VORGEGEBENER TEXT
┌──

Königin Elizabeth II hält für sich selbst "an bewährten Rezepten" fest – daraus könnte man einen Kommentar zum Brexit ableiten.

Foto: AFP / Stefan Rousseau

Das Leben von Elizabeth II sei ein Paradox, fasst der Londoner Autor Andrew Gimson zusammen: "Sie hat Autorität und ist gleichzeitig machtlos." Der Satz gilt gleichermaßen für die Ehefrau des über alle Maßen sturen Prinzen Philip (97), der trotz eines kürzlich von ihm verursachten Unfalls nicht vom Autofahren lassen will, wie für das Staatsoberhaupt des Vereinigten Königreichs von Großbritannien und Nordirland.

In letzterer Funktion wandte sich die 92-Jährige diese Woche an die Ortsgruppe des ehrwürdigen Women's Institute nahe ihrem Schloss Sandringham: Jede Generation habe ihre eigenen Herausforderungen und befinde sich auf der Suche nach neuen Antworten, reflektierte die Monarchin und erläuterte, sie selbst halte "an bewährten Rezepten" fest.

└──

AUSZUG ZEILEN
┌──

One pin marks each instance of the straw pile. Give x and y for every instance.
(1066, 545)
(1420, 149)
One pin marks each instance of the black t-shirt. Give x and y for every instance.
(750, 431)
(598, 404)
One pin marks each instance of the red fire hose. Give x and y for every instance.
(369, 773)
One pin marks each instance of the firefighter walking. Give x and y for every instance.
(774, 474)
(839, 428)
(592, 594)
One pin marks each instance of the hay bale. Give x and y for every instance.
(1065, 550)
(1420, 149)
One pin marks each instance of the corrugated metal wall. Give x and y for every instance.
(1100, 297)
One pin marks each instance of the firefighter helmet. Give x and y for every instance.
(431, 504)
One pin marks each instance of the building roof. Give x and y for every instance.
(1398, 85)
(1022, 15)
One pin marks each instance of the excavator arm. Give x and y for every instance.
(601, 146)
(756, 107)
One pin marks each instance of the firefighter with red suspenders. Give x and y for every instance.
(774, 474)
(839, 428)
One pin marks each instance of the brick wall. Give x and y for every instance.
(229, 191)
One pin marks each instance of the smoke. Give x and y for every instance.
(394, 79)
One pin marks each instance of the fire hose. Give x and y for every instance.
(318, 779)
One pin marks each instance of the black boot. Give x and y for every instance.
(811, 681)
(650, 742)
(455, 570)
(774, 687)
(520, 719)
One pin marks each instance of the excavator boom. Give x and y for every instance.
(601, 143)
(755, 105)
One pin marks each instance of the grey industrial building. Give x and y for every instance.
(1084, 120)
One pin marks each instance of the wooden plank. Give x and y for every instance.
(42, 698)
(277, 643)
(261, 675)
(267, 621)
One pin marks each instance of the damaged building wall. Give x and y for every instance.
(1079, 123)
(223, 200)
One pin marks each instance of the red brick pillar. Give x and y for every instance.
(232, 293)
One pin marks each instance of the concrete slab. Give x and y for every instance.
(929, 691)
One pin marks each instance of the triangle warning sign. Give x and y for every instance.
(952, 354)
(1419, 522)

└──

AUFGABEN
[a] Welche Personen werden im Text über Königin Elizabeth II mit Namen genannt? Zähl alle auf.
[b] Schreib den Text über Königin Elizabeth II weiter, wo er aufhört.

LÖSUNGEN
[a] Elizabeth II, Stefan Rousseau, Andrew Gimson, Prinz Philip

[b]
So weit, so harmlos. Dann aber kamen Sätze, die sich erkennbar an ein größeres Publikum richteten als nur an die Landfrauen der Grafschaft Norfolk: "Gut übereinander reden und unterschiedliche Standpunkte respektieren; gemeinsam nach Übereinstimmung suchen; und niemals das große Ganze aus den Augen verlieren." Aus ihrer Sicht, so die Queen, sei solches Vorgehen zeitlos: "Ich kann es nur jedem empfehlen."

"Große Weisheit"

Ähnlich hatte die Königin auch schon in ihrer Weihnachtsansprache geredet. Dass diesmal der Buckingham-Palast die Äußerungen auf einem wenig beachteten Termin an die Medien weitergab, deutet darauf hin, dass Elizabeth und ihre Berater mit der damaligen Reaktion unzufrieden waren. Diesmal hingegen schlug die Intervention des Staatsoberhauptes Wellen. "Queen verlangt das Ende der Brexit-Fehde" lautete die Schlagzeile der Times. Von "großer Weisheit" sprach Finanzminister Philip Hammond. Einer der wichtigsten Verfassungskenner, Lord Peter Hennessy, gab den Sätzen der Queen die Note "tadellos: Es geht um Höflichkeit und Zuvorkommenheit, nicht um Politik."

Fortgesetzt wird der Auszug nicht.